TINY SHIFTS
INTRODUCTION
“Let me just start by saying: I don’t have time for more generic advice that glosses over the real issues—as if we don’t already know we need to communicate better or have date nights!” 
 
Those were the first words out of Sandy’s mouth after she and Ted had settled into the two plush stuffed chairs in my therapy office to begin our initial session.  The two of them spent the next 30 minutes describing their desperation as they watched their 20-year marriage circling the drain. Their intent was clear. They wanted solid, applicable guidance that worked. 
I sat back in my chair, allowing what Sandy and Ted were saying to soak in. They were looking for a way to navigate the relentless complexity accompanying the love they still felt for each other. They had tried everything they could find in books, podcasts, and workshops. Coming to couple therapy was their last resort.
In my forty-plus years as a couple therapist I’ve seen this scenario often—couples arriving in my office as a last hope.
Intimate relationships are complex. Each partner comes to the relationship with his or her own complicated mixture of learned behaviors, genetic inclinations, and responses to immediate stimuli. They have the task of regulating themselves emotionally and behaviorally. This is difficult enough.
The relationship amplifies the challenge. As two unique individuals join, intending to create a coherent unit that brings stability and satisfaction to each of them, they also need to co-regulate, complicating matters further.
Emily Butler and Ashley Randall define co-regulation as a "continuous unfolding of individual action that is susceptible to being continuously modified by the continuously changing actions of the partner” (emphasis added).[1] As the repetition of “continuous” makes clear, an intimate relationship is not a once-and-done situation. It’s an ongoing, creative process that when stuck can be agonizing and when flowing can be one of the most beautiful, rewarding experiences life offers.
When a couple encounters a relationship challenge, conventional wisdom says they need to improve their communication and problem-solving skills. Many good books have been written on these skills for couples, and this book offers a few as well. Additional and improved skills are great. But if they are not accompanied by a substantially different perspective on the interconnectedness of their relating, they may simply amplify old, habitual ways of being together. In other words, what they need is a better understanding of the often-subtle effect each partner has on the other and how even a single such effect can alter the direction of an interaction.
They would do well to think of their interactions as a dance where the step one partner takes influences the next step the other chooses. Each partner’s steps affect the steps available to the other. The better the partners understand the dance and the more dance moves they know, the more likely their reciprocal movements will lead to connection.

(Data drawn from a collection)
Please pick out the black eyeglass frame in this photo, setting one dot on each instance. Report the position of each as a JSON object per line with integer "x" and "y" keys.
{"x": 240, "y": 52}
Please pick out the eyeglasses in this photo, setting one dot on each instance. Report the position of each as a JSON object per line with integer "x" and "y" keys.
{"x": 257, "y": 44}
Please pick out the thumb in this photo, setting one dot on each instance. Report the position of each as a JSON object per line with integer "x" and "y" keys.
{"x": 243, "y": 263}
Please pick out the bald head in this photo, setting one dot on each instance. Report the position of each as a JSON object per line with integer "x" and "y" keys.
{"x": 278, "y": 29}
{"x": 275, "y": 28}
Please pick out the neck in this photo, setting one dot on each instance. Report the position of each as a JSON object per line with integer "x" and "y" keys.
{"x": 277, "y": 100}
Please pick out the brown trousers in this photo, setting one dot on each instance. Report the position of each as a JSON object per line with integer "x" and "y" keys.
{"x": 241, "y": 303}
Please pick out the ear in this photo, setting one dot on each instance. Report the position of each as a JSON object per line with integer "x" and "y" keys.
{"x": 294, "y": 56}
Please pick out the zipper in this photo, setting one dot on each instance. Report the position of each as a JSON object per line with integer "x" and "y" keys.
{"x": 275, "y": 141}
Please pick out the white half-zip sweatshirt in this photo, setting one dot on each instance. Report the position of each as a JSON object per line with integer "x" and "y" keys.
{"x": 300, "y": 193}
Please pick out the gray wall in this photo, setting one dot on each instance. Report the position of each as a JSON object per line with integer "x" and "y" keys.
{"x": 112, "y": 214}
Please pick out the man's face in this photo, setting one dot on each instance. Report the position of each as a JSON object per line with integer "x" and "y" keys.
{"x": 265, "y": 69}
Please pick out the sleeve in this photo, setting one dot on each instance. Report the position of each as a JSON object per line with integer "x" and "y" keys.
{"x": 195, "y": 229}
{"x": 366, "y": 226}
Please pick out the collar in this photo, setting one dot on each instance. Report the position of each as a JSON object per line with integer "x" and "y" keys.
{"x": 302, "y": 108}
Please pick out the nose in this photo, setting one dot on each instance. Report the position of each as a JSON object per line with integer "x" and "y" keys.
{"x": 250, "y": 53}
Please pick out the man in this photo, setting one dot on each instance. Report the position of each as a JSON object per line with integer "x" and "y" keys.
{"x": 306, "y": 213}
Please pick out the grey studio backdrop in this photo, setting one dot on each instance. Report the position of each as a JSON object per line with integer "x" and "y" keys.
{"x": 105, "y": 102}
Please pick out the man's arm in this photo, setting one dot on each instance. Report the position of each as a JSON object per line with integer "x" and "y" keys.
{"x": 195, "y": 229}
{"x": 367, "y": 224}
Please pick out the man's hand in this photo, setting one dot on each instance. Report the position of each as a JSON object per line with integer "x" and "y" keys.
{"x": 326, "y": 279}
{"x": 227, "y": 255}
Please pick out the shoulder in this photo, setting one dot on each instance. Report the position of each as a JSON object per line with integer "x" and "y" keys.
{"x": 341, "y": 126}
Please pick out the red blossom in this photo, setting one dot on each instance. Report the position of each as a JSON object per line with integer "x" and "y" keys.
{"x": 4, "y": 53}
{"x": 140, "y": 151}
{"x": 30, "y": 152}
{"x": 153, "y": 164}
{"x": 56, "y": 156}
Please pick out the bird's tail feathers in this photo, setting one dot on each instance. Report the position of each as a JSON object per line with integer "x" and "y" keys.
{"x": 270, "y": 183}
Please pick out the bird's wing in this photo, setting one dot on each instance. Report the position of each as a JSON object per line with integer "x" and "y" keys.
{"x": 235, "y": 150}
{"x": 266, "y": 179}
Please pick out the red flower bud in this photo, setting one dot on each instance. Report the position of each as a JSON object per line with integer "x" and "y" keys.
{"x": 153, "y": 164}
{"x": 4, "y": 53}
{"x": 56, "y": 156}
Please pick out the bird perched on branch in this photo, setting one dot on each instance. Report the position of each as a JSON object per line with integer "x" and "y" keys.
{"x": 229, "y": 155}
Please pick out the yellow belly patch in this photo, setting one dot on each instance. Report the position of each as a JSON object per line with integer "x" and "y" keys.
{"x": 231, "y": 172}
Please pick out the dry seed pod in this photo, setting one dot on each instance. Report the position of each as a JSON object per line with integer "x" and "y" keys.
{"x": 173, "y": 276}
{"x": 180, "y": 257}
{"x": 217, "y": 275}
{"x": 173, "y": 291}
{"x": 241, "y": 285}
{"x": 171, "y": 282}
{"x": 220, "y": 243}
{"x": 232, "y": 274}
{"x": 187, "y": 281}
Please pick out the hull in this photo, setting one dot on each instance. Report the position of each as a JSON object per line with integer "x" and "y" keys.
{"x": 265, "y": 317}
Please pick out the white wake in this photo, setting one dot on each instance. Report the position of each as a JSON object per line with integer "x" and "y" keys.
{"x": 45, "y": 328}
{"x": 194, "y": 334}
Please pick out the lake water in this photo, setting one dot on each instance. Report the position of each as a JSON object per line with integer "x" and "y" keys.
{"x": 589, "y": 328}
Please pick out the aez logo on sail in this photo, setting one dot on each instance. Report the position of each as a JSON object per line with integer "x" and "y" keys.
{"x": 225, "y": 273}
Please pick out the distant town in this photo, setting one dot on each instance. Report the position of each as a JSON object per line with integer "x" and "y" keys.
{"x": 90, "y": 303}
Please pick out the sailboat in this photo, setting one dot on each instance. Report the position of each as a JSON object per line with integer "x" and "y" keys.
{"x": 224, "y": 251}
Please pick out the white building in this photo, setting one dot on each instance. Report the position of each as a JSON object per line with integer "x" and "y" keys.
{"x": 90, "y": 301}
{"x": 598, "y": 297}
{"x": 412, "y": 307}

Work item:
Answer these questions using the Tiny Shifts introduction above.
(a) How long had Sandy and Ted's marriage lasted?
(b) For how many years has the author worked as a couple therapist?
(c) Which two people are credited with the definition of co-regulation?

Task solution:
(a) 20 years.
(b) Forty-plus years.
(c) Emily Butler and Ashley Randall.